- **Your goal**
Summarize the passage on elephants and the African landscape in two sentences.

- **Document**
__________________________________________________

The analysis of elephant ivory exports from East Africa beginning from the sixteenth century has yielded some unexpected and, in some instances, startling results: the effects on the number and distribution of elephants, and the choices of places for human settlement, were overwhelming.

The elephant has shaped much of the natural African landscape, rendering it more fit for habitation by human beings. Indeed, the first significant interaction of elephant and human lineages may have been during the Pliocene Era, when Loxodonts and other proboscideans created the first woodland environment where australopithecines are thought to have evolved. Since then, elephants have played a pivotal role in human affairs and an important role in shaping the ecosystem of African environments.

As they forage, elephants create and maintain broad paths through impenetrable bamboo and elephant grass belts, and in forested areas, they keep extensive glades in permanent state of early succession, not only breaking down trees but also tearing up acres of saplings for their roots. They excavate and weed out water holes, and "garden" interconnected glades and clearings into tangled vegetation.

Thus elephants open up habitats for ground dwelling mammals. Such habitats are more productive, by reason of access to both sun and water, and more ecologically diverse than either deep forest or open grasslands. A major advantage of elephant-maintained environments from a human standpoint is that they are not hospitable to the tsetse fly, the vector of sleeping sickness for humans, or trypanosomiasis for cattle, which requires deep shade for survival. Elephants have opened up much of tropical Africa, particularly lowland areas, for pastoralists and agro-pastoralists.

The introduction of high-quality iron and steel (and after the sixteenth century—guns) made possible the creation of effective elephant-killing weapons. Weapons of stone, bone and wood were undoubtedly capable of killing elephants. But no one believes that even the bravest and most skillful individuals would often have chosen to attack an elephant when armed with a spear or knife that might injure an eye or trunk but otherwise would barely penetrate the animal’s skin.

__________________________________________________

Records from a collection
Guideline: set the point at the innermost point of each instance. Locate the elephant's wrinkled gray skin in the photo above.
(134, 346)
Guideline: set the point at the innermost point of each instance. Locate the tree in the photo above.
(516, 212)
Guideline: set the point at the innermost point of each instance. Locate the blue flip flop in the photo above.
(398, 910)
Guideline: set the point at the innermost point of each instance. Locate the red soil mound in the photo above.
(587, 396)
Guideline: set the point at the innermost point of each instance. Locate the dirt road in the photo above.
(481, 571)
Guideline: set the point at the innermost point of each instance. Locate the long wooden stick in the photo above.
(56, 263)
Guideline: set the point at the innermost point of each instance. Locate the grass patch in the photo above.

__________________________________________________

- **Task result**
Elephants have shaped much of the African landscape by clearing paths, keeping glades in early succession, and maintaining water holes, which creates productive, diverse habitats that are inhospitable to the tsetse fly and have opened much of tropical Africa to pastoralists and agro-pastoralists. An analysis of East African ivory exports from the sixteenth century onward shows overwhelming effects on elephant numbers and distribution and on where people settled, with high-quality iron and steel, and later guns, making effective elephant-killing weapons possible.